* [Activity]: Please copy all of the entries exactly, but drop every picture.

* [Material to process]:
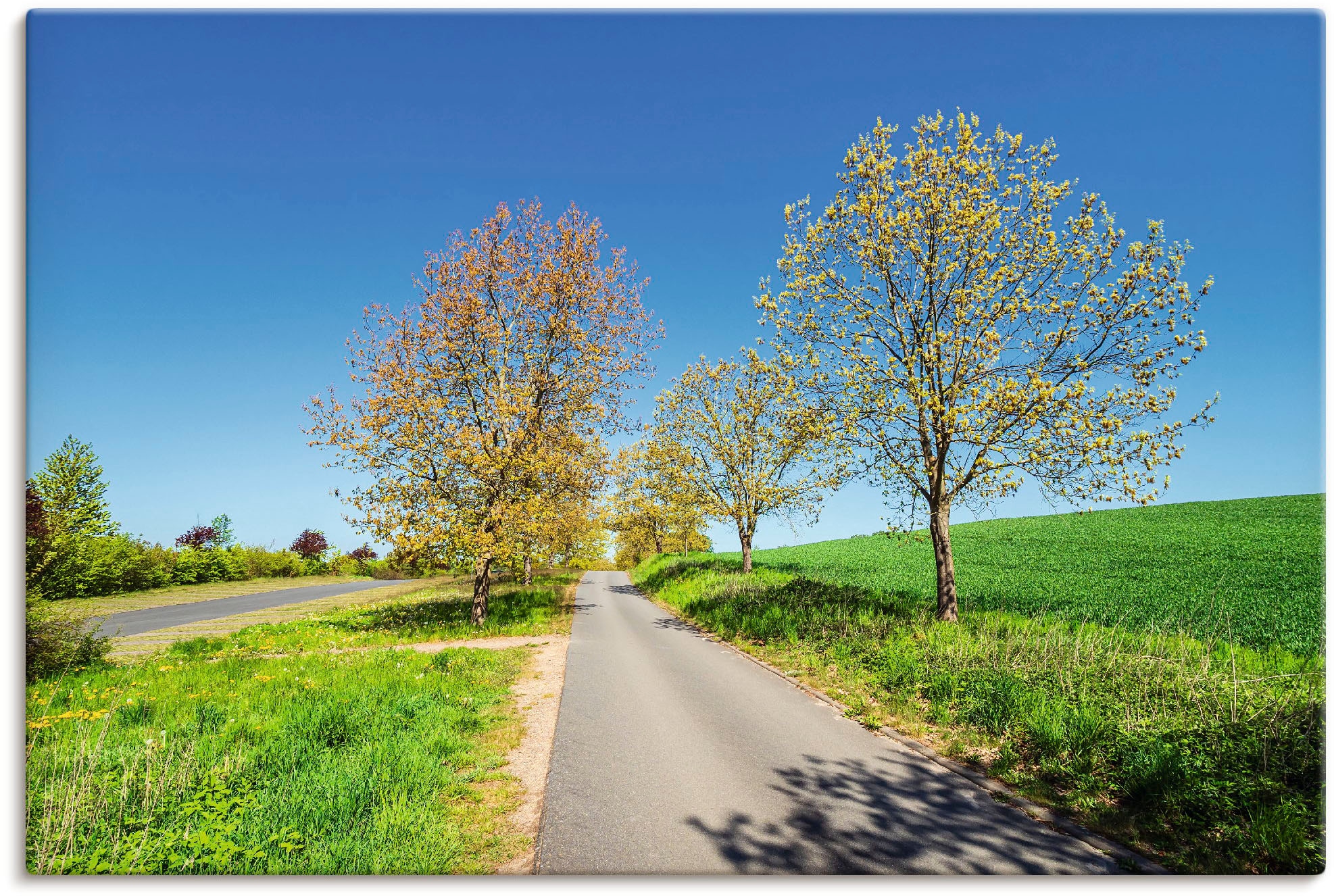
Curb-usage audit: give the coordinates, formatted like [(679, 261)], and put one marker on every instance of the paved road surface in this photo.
[(675, 755), (137, 622)]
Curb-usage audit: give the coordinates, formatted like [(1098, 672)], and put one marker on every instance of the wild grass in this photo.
[(380, 762), (435, 614), (1204, 752), (1247, 571)]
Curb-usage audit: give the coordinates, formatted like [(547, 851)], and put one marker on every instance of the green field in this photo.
[(1158, 674), (1249, 571)]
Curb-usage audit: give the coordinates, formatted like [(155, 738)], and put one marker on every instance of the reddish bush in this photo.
[(310, 545), (197, 537), (363, 553)]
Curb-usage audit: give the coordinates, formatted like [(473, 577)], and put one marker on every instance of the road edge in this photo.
[(1033, 810)]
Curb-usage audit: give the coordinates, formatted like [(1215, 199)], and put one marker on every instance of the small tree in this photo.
[(197, 538), (222, 527), (746, 445), (310, 545), (72, 491), (649, 504), (969, 342)]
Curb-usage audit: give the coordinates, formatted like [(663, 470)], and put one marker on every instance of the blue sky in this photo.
[(214, 198)]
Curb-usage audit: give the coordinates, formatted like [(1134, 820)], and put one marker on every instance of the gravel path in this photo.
[(675, 755)]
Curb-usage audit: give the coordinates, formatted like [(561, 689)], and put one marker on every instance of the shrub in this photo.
[(198, 538), (195, 566), (120, 563), (57, 639), (310, 545), (263, 563)]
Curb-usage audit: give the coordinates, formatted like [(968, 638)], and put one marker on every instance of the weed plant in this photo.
[(380, 762), (1204, 752)]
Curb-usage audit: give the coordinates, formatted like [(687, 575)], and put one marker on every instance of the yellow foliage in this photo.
[(969, 341)]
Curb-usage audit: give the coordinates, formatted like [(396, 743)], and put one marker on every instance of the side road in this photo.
[(676, 755), (138, 622)]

* [Task solution]:
Curb-usage audit: give the coordinates, formatted like [(679, 261)], and put one marker on every instance of the paved road surface in this photo.
[(675, 755), (137, 622)]
Curb-usage audit: give the coordinates, formatted like [(1098, 672)], and put one marker on every instance of the wild grass in this photo.
[(380, 762), (435, 614), (1204, 752), (1247, 571)]
Curb-usage audit: give the coordinates, formatted like [(547, 851)], and put one marker on every instance of the green field in this photo.
[(1158, 674), (1249, 571)]
Curb-usage audit: give the coordinates, formatted like [(155, 738)], and put one marker on every instance of the reddish bush in this photo.
[(310, 545), (197, 537), (363, 553)]
Curb-usage audit: give the coordinates, formatted like [(473, 577)], and put one marker on every instance of the road edge in this photo.
[(1033, 810)]
Curb-usage audit: give the coordinates, formatted like [(1215, 199)], and put one marker on every instance of the small tree in this photo.
[(197, 538), (222, 527), (746, 445), (310, 545), (72, 491), (649, 504), (969, 342)]
Curb-usage audit: give the coordinates, formatted like [(663, 470)], and put one marker on every instance of the blue sky in this photo.
[(214, 198)]
Curb-usage audit: give the coordinates, formatted like [(1134, 820)], and put one marker on every instance of the gravel path in this photo.
[(675, 755)]
Curb-usage audit: give the coordinates, formatted like [(561, 689)], and put one marker on every instance of the shrub in this photo.
[(198, 538), (195, 566), (120, 563), (57, 639), (310, 545), (263, 563)]
Curb-usage audit: give the coordinates, formatted like [(968, 638)], and put one marker on every instance of the weed plant in this photo.
[(380, 762), (1204, 752)]
Curb-usage audit: give the coordinates, formatted like [(687, 575)], and put one marker on every instance of the yellow foliage in this photo.
[(969, 341)]
Curb-usage audit: give the coordinates, formatted like [(396, 743)], and put one marker on every instance of the side road in this photo.
[(676, 755), (138, 622)]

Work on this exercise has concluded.